**Passage extrait**.
▼
Mais nous voyons surtout exprimée avec force l'unité de fonctionnement de ces trois niveaux: "lorsque le primal survient il semble briser la barrière pensée-sentiment". Ce moment primal est activement provoqué par le thérapeute, comme l'aurait fait FERENCZI dans sa thérapie active. Quant à ce qui se passe au niveau du psychisme cela relève de la même difficulté de définition: JANOV parle de vérité, pensée et d'état involontaire pour les opposer à conscience.
 
b)     Le bonding
 
Le bonding - ou corps-accord - est la systématisation du contact physique dont nous avons eu l'amorce chez FERENCZI: il s'agit d'un enlacement, pendant une durée prolongée. Pour comprendre ce qui s'y passe, il faut en proposer une approche au niveau somatologique:
-   le contact déclenche une sensation agréable ou désagréable ; restons ici à la première éventualité: la sensation agréable correspond à une tension légère de la musculature lisse qui diffuse dans tout le corps; d'essence sensuelle, elle est ressentie comme tendresse de par sa diffusion même;
-   cette diffusion des sensations à tout le corps est le fait du psychisme: il
se met dans un état de "sensation libre" qui propose au corps ce que
l'association libre permet aux productions psychiques ; c'est donc le
psychisme qui donne le label de qualité aux impressions et expressions,
c'est lui qui y reconnaît de la tendresse.
Il faut bien le souligner, la qualité de tendresse qui définit le corps-accord provient de la prise de conscience, même si ce fait psychique n'est que l'accompagnement des sensations, le "cum sciencia", la conscience. Ces trois fonctions de contact, de tension et de tendresse s'inscrivent dans notre cercle et circonscrivent un vécu d'autant plus pur qu’elles s'harmonisent entre elles et s'entretiennent réciproquement et simultanément.
 
 
schéma 43
Schéma 43 : l'état de corps-accord
 
 
La présentation de ces six méthodes psychothérapiques s'achève là. Il s'agit maintenant d'en faire ressortir les invariants pour y déceler l'objet de notre recherche, à savoir le principe thérapeutique. En fait, cette présentation simplifiée de méthodes, complexes par ailleurs, a le mérite de faire ressortir ces invariants d'eux-mêmes grâce aux schémas.
L'invariant est ici ce que j'appelle le "moment primaire", à savoir la simultanéité d'une impression, de son expression et de leur compréhension.
 
 
 
 schéma 44
Schéma 44 : la dimension subjective du moment primaire
 
Avec ses trois niveaux de fonctionnement - impression, expression, compréhension – (somato-, socio-, psycho-) se définit la part subjective du moment primaire, à savoir ce qui se passe pour le sujet pris isolément. Mais le sujet n'est pas replié sur lui-même ; au contraire, il est en continuité avec l'extérieur, avec les objets:
-   avec l'environnement - ici limité à l'analyste ou au partenaire du bonding – qui provoque l'impression, l'émotion ;
-   avec le corps qui dicte la façon dont il peut s'exprimer ;
-   avec le "psychique" qui stocke les souvenirs, les idées, les fantasmes et autres moyens de reconnaissance et de sens.
▲
**Données fournies**.
▼
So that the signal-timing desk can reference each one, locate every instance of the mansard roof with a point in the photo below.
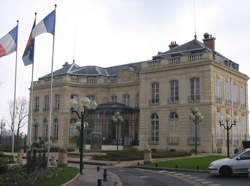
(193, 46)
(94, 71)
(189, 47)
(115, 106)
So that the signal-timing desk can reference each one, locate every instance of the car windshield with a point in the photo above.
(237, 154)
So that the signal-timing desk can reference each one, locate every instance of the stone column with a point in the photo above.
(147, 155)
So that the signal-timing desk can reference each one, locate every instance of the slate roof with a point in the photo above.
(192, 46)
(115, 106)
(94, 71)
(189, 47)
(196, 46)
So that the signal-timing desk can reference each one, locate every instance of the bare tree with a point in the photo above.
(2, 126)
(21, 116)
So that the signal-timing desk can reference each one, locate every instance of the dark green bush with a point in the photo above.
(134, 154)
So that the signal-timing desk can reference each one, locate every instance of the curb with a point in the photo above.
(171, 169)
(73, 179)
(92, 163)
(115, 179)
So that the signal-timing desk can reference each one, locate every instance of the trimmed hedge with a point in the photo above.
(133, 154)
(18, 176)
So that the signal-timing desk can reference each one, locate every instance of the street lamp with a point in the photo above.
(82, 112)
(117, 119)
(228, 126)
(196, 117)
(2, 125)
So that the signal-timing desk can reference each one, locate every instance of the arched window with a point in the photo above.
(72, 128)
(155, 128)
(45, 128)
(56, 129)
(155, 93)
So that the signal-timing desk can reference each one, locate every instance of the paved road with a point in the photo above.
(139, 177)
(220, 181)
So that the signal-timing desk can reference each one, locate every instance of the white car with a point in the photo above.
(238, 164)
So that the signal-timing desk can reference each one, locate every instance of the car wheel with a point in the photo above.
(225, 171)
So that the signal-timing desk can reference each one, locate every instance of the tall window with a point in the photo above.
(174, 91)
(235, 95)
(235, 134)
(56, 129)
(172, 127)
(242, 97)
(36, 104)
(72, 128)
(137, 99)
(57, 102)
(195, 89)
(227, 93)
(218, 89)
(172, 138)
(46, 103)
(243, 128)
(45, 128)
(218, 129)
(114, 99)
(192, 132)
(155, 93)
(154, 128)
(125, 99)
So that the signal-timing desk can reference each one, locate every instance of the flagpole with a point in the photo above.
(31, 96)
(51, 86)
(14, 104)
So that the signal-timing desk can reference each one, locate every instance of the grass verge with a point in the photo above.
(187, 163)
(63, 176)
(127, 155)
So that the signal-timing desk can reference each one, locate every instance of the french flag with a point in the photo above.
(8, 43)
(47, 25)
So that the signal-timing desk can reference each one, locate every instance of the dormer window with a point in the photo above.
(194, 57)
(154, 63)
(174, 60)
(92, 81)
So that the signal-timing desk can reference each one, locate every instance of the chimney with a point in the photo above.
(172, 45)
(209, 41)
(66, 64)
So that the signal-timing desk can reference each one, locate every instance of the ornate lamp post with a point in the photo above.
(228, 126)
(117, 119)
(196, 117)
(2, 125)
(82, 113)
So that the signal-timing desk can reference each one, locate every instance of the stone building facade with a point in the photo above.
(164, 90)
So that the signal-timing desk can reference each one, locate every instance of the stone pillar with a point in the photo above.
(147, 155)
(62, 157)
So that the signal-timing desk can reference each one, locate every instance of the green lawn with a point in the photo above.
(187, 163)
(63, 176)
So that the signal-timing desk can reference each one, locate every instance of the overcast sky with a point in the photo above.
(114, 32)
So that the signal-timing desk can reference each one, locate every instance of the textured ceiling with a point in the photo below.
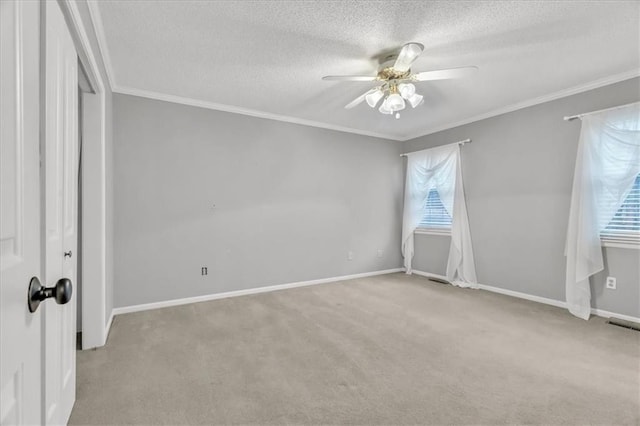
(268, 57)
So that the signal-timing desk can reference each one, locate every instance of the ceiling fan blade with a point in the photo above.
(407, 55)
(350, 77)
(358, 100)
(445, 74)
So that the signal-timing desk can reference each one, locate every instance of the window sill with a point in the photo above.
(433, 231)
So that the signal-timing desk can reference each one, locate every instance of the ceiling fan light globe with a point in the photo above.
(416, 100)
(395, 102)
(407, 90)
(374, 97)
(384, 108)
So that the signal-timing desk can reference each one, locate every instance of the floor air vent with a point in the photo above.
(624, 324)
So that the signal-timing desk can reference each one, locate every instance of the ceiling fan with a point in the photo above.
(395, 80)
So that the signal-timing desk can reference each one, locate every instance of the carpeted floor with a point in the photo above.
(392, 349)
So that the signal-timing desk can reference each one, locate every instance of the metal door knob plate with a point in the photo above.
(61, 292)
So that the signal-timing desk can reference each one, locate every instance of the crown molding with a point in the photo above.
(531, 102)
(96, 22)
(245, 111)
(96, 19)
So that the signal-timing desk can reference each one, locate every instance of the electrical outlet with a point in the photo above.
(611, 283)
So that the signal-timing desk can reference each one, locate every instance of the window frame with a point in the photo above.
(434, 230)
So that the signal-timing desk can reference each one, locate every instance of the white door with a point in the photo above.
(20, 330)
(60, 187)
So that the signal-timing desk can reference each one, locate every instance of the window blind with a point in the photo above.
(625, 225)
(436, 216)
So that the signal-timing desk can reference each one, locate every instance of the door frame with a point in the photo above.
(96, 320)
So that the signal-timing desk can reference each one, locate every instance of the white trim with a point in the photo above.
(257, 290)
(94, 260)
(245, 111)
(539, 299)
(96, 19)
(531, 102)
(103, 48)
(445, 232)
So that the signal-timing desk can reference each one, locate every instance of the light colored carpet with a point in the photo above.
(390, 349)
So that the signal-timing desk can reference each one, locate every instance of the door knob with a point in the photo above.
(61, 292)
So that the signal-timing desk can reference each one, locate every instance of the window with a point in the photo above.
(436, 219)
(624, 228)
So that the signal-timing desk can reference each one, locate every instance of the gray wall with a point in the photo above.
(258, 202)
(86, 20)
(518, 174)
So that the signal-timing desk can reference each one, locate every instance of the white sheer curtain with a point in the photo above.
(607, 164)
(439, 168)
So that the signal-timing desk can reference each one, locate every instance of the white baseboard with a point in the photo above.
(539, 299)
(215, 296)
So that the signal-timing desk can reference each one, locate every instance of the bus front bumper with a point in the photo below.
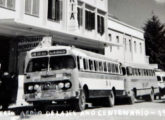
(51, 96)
▲
**Consigne**. Selon le passage extrait sur le bonding, qu'est-ce que l'auteur appelle le « moment primaire » ?

**Résultat obtenu**. La simultanéité d'une impression, de son expression et de leur compréhension.